Plaintiff Chris Burton has worked as a server for Defendant HMS Host at Chicago O'Hare International Airport since April 2013. On August 11, 2023, Burton sued HMS for race and color discrimination, retaliation, failure to promote, failure to stop harassment, retaliation, and other various complaints. 42 U.S.C. §§ 1981, 2000e-2(a); (Dkt. 1). HMS now moves to dismiss Burton's claims. (Dkt. 24). After Burton failed to timely respond, HMS requested the Court dismiss Burton's claims with prejudice. (Dkt. 29). On February 15, 2024, Burton then filed two responses to HMS's motion along with one filing requesting the Court allow his late responses. (Dkts. 3032). For the reasons below, HMS's motion to dismiss [24] is granted.

## Goal
According to the court opinion, since when has Chris Burton worked as a server for HMS Host at Chicago O'Hare International Airport? The data below are separate material, unrelated to the court opinion.

## Stored data

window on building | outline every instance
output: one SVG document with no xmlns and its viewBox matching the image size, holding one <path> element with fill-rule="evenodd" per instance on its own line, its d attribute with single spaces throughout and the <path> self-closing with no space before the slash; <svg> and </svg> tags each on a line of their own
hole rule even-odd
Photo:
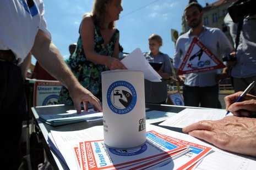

## Result
Since April 2013.